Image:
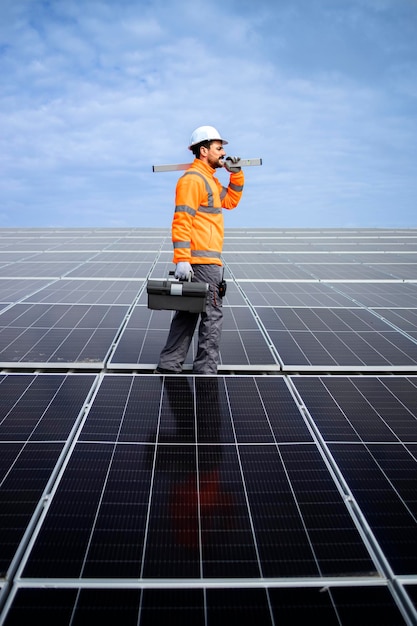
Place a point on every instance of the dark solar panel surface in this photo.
(282, 489)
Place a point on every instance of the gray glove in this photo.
(184, 271)
(229, 164)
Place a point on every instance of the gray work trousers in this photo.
(184, 324)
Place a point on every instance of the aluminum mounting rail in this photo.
(184, 166)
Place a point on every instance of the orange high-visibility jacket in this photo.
(198, 225)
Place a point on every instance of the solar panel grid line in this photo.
(361, 522)
(364, 368)
(35, 433)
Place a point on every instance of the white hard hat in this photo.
(205, 133)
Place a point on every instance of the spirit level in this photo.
(184, 166)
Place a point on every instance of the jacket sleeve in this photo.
(188, 196)
(230, 196)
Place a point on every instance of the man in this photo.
(197, 236)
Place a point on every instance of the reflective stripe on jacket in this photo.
(198, 225)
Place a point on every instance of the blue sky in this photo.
(95, 92)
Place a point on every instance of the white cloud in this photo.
(95, 94)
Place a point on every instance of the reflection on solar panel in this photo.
(282, 489)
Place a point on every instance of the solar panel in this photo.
(281, 489)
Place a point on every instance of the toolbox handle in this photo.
(172, 273)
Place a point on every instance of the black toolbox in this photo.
(177, 295)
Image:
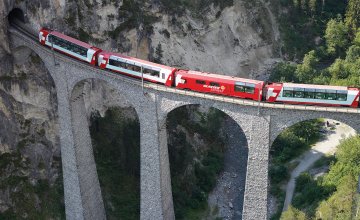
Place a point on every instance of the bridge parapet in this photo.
(261, 123)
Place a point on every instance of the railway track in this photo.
(28, 36)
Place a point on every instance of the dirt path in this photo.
(325, 146)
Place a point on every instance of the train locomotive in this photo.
(291, 93)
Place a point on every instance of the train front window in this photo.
(250, 90)
(201, 82)
(151, 72)
(298, 94)
(214, 84)
(288, 92)
(331, 96)
(239, 88)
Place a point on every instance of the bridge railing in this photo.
(33, 42)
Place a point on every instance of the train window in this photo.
(288, 93)
(214, 84)
(136, 68)
(298, 94)
(151, 72)
(250, 90)
(341, 95)
(309, 95)
(239, 88)
(320, 95)
(201, 82)
(331, 96)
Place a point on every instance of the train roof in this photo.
(311, 86)
(138, 60)
(73, 40)
(212, 76)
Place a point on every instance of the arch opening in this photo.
(303, 160)
(16, 15)
(208, 154)
(113, 131)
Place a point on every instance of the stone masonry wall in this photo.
(152, 108)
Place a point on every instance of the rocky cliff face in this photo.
(233, 39)
(30, 163)
(228, 37)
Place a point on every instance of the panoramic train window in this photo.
(298, 93)
(341, 95)
(320, 95)
(151, 72)
(214, 84)
(330, 95)
(201, 82)
(125, 65)
(309, 93)
(244, 87)
(315, 94)
(68, 45)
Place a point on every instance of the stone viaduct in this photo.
(260, 122)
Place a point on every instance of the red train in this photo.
(302, 94)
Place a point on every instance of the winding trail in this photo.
(326, 146)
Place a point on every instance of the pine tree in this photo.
(352, 19)
(158, 54)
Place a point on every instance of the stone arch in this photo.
(90, 95)
(236, 166)
(16, 14)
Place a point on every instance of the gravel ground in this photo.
(325, 146)
(226, 200)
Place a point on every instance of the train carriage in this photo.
(137, 68)
(68, 45)
(307, 94)
(219, 84)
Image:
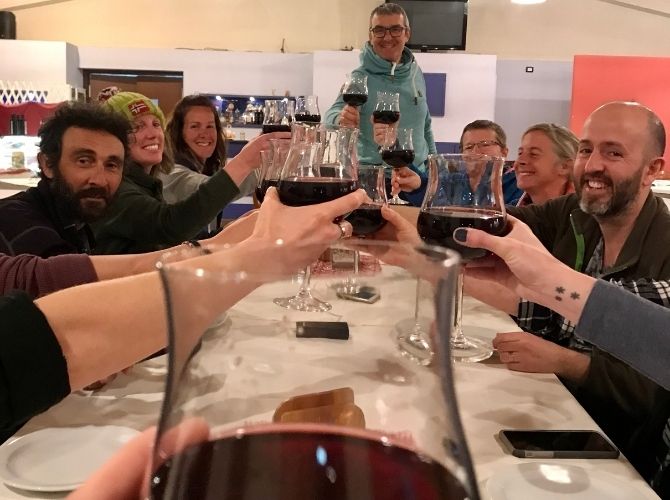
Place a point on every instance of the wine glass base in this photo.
(413, 342)
(308, 304)
(471, 350)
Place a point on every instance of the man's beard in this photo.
(623, 195)
(78, 203)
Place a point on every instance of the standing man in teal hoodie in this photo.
(390, 67)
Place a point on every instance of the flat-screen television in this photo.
(436, 24)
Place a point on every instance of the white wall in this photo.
(554, 30)
(470, 91)
(39, 62)
(524, 99)
(210, 71)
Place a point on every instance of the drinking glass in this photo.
(366, 219)
(265, 406)
(387, 108)
(272, 161)
(398, 152)
(315, 173)
(307, 109)
(277, 116)
(463, 191)
(355, 89)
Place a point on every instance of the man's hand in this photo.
(350, 117)
(525, 352)
(404, 179)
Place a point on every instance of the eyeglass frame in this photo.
(480, 144)
(389, 30)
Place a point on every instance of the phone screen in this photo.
(558, 441)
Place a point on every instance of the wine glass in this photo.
(307, 109)
(366, 219)
(387, 108)
(277, 115)
(463, 191)
(316, 173)
(398, 152)
(272, 161)
(254, 409)
(355, 90)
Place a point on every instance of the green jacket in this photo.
(405, 78)
(138, 219)
(629, 407)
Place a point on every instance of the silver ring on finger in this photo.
(345, 229)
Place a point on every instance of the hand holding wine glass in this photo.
(398, 152)
(463, 191)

* [Directions for this task]: Repeat the listing in full and exactly. Do not include any images.

* [Response to this task]:
Image:
Place a point on every instance of the dark solar panel surface in this photo.
(282, 489)
Place a point on every instance of the gray glove in this photo.
(184, 271)
(229, 164)
Place a point on every instance of the gray work trousers in this photo.
(184, 324)
Place a point on every instance of the aluminum mounting rail in this photo.
(184, 166)
Place a point on every instance of the orange high-visibility jacket in this photo.
(198, 225)
Place a point on every instance of the solar panel grid line in this photo.
(361, 522)
(364, 368)
(35, 433)
Place a point on every instance of the white hard hat in this photo.
(205, 133)
Place a point on every instance of the spirit level in this photo.
(184, 166)
Place a point on every instance of the jacket sleeve in this photo.
(188, 196)
(230, 196)
Place a point on every instance of the man in this photo.
(197, 236)
Place a point on every instance of the reflective stripe on jacket in this photo.
(198, 225)
Place a point on every instance of the blue sky in this photo.
(95, 92)
Place a point on every instance of the white cloud in this photo.
(95, 94)
Place a point on every instance of the reflection on solar panel in this photo.
(282, 489)
Place a point on every instance of the solar panel in this photo.
(281, 489)
Place a point on every instance of the toolbox handle in this photo.
(172, 273)
Place a point on every instance of the black toolbox in this photo.
(177, 295)
Image:
Place a point on every instance of the bridge parapet in this photo.
(261, 123)
Place a point on every instance of the railway track in this photo.
(28, 36)
Place a point on every instance of the dirt path in this photo.
(325, 146)
Place a point on every instance of the train locomotive in this photo.
(291, 93)
Place a point on every instance of the train front window in this photo.
(250, 90)
(201, 82)
(151, 72)
(298, 94)
(214, 84)
(288, 92)
(331, 96)
(239, 88)
Place a point on every instance of the bridge railing in this photo.
(33, 42)
Place a point on every instance of the train window in this photo.
(288, 93)
(214, 84)
(136, 68)
(298, 94)
(151, 72)
(250, 90)
(341, 95)
(309, 95)
(239, 88)
(320, 95)
(201, 82)
(331, 96)
Place a point on every instance of the train roof in this photo.
(311, 86)
(138, 60)
(73, 40)
(212, 76)
Place a point on every instance of the arch opening in this photo.
(303, 160)
(16, 15)
(208, 154)
(113, 131)
Place a point on every instance of the stone masonry wall in this photo.
(152, 108)
Place a point on every instance of the rocky cliff face in this photo.
(233, 39)
(30, 163)
(228, 37)
Place a point on every instance of the panoramic train window in this photo.
(298, 93)
(341, 95)
(320, 95)
(151, 72)
(214, 84)
(330, 95)
(201, 82)
(125, 65)
(309, 93)
(244, 87)
(315, 94)
(68, 45)
Place a point on every instance of the stone viaduct in this photo.
(260, 122)
Place a point on every instance of the red train in this photo.
(302, 94)
Place a point on every instance of the winding trail in this photo.
(326, 146)
Place a point on every instance of the pine tree in this photo.
(352, 19)
(158, 54)
Place a point on every instance of the stone arch in this photo.
(90, 95)
(236, 166)
(16, 14)
Place a point on every instance of the gravel ground in this photo.
(325, 146)
(226, 200)
Place a point on every instance of the train carriage in this photo.
(137, 68)
(68, 45)
(307, 94)
(219, 84)
Image:
Place a point on every instance of the wine glass base in this photo.
(413, 342)
(308, 304)
(471, 350)
Place a point on every instance of the man's beard in this photo.
(623, 195)
(78, 203)
Place a point on every instance of the standing man in teal hoodie in this photo.
(390, 67)
Place a point on every instance of the flat-screen television in this photo.
(436, 24)
Place a point on every instance of the white wall in this photo.
(554, 30)
(470, 91)
(39, 62)
(524, 99)
(210, 71)
Place a point on every instance of the drinking glass in this photo.
(366, 219)
(265, 406)
(387, 108)
(272, 161)
(398, 152)
(315, 173)
(307, 109)
(277, 116)
(463, 191)
(355, 89)
Place a point on every instance of the man's hand in this photo.
(350, 117)
(525, 352)
(404, 179)
Place a point on every instance of the eyeglass frame in this photo.
(480, 144)
(389, 30)
Place a point on every instance of the phone screen in this photo.
(558, 441)
Place a point on every instance of the wine glass in this photo.
(307, 109)
(366, 219)
(387, 108)
(277, 115)
(463, 191)
(316, 173)
(398, 152)
(272, 161)
(254, 409)
(355, 90)
Place a point on every instance of the green jacket in this photo.
(405, 78)
(138, 219)
(629, 407)
Place a point on every instance of the silver ring on finger in this photo.
(345, 229)
Place a point on every instance of the hand holding wine glass in this photo.
(398, 152)
(463, 191)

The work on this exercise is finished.